*** RECORDS SHOWN ***
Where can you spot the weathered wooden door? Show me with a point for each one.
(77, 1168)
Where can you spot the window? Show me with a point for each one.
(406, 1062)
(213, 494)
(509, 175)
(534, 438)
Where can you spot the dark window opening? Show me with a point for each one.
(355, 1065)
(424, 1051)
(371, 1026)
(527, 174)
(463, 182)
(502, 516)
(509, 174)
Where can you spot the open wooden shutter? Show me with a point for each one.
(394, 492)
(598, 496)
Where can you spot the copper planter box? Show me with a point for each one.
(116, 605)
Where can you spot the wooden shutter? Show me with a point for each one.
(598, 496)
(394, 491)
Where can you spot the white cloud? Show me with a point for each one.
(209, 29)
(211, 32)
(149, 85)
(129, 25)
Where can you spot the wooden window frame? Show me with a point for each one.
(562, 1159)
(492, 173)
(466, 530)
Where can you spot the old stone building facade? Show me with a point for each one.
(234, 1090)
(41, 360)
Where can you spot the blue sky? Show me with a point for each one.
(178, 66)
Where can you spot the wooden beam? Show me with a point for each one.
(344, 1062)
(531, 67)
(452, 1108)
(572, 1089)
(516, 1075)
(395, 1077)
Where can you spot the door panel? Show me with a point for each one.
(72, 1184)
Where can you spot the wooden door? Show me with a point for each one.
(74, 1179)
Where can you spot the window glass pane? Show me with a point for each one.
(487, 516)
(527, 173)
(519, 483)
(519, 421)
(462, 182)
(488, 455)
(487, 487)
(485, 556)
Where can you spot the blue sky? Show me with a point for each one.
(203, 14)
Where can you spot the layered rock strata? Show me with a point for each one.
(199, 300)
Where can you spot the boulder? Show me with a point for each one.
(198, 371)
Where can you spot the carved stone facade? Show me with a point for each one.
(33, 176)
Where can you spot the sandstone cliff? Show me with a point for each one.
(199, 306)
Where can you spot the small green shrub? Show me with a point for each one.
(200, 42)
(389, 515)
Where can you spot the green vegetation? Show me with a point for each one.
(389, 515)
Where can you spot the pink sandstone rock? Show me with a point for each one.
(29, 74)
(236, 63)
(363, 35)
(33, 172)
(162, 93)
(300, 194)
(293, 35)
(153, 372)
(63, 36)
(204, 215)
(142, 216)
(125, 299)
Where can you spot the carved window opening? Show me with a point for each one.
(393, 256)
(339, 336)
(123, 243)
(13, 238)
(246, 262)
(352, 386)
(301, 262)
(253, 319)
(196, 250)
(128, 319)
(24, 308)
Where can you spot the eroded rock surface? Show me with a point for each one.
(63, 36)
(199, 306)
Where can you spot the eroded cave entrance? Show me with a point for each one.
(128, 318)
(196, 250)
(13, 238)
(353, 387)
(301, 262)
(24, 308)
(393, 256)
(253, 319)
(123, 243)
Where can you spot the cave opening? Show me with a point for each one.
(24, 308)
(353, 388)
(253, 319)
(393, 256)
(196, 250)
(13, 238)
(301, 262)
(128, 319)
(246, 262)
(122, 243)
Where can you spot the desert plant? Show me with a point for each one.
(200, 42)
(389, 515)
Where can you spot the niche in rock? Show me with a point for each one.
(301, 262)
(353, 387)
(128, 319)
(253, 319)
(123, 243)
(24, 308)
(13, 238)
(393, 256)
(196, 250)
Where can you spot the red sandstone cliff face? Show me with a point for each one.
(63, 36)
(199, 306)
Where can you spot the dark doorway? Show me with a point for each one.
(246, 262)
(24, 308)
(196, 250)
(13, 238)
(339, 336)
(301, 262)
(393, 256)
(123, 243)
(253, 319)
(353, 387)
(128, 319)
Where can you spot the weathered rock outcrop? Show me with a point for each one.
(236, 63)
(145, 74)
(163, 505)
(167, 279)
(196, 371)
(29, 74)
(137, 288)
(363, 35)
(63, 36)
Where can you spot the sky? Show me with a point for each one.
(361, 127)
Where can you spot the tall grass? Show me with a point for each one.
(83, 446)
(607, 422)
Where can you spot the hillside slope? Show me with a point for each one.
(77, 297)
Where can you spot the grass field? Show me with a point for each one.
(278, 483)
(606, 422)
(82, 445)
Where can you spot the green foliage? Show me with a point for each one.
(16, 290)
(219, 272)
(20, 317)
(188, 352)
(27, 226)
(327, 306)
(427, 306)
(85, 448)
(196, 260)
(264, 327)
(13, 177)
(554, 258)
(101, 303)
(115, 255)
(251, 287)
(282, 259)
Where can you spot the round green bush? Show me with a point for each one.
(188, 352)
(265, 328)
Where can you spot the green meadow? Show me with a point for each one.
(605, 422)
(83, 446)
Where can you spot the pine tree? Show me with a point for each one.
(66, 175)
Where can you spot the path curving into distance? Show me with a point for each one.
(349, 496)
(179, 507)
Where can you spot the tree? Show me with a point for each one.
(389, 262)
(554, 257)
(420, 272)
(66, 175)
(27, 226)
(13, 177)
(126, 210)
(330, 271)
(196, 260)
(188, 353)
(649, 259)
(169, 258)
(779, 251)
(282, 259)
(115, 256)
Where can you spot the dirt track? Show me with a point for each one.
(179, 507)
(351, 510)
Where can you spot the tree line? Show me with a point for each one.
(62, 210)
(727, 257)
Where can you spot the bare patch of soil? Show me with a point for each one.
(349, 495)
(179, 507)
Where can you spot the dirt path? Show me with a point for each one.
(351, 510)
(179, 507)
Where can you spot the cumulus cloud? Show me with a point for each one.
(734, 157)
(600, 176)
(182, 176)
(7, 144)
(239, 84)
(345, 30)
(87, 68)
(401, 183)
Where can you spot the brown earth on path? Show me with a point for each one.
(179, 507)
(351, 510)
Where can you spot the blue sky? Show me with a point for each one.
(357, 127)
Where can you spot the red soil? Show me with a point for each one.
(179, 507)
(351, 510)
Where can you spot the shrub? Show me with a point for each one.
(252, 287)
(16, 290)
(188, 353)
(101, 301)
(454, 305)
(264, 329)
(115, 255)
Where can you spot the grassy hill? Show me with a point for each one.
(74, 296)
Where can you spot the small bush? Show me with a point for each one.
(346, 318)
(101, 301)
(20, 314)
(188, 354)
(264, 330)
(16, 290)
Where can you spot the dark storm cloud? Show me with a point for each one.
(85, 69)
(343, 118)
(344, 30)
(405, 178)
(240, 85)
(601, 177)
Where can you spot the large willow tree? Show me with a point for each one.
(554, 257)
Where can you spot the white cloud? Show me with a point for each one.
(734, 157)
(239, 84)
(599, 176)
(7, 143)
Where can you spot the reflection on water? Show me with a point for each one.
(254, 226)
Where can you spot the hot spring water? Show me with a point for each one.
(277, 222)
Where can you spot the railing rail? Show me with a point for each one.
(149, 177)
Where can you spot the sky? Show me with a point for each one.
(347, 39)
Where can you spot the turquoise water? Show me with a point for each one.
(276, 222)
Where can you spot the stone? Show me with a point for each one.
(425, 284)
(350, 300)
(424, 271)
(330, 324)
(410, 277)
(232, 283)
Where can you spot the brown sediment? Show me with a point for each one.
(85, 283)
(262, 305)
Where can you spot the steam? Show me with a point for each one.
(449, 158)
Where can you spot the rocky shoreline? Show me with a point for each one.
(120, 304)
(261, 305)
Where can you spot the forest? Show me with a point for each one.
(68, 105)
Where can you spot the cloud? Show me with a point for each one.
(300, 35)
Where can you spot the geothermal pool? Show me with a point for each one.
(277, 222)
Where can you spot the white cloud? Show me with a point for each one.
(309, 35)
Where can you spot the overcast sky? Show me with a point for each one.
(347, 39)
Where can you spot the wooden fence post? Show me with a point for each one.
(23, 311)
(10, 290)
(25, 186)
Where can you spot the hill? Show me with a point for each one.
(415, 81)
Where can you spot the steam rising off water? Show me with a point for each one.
***
- _PROBLEM TO WORK ON_
Print exactly the lines from the one with "Where can you spot the steam?" through the end of the data, inclusive.

- _RESPONSE_
Where can you spot the steam? Show me with a point for each one.
(449, 158)
Where can you spot the rocky shoreline? Show me with a point for each one.
(120, 304)
(261, 305)
Where can you spot the forest? Show me with a point for each one.
(68, 105)
Where can you spot the cloud? Show me with a point for each one.
(300, 35)
Where can you spot the geothermal pool? Show me with a point for each one.
(277, 222)
Where can you spot the white cloud? Show me with a point for each one.
(309, 35)
Where can you spot the overcast sky? Show me with a point for each one.
(347, 39)
Where can you spot the wooden fence post? Show me with a point for each one.
(23, 311)
(10, 290)
(25, 186)
Where can you spot the hill? Show me with a point for each one.
(415, 81)
Where can you spot the steam rising off water? Show me with a point for each one.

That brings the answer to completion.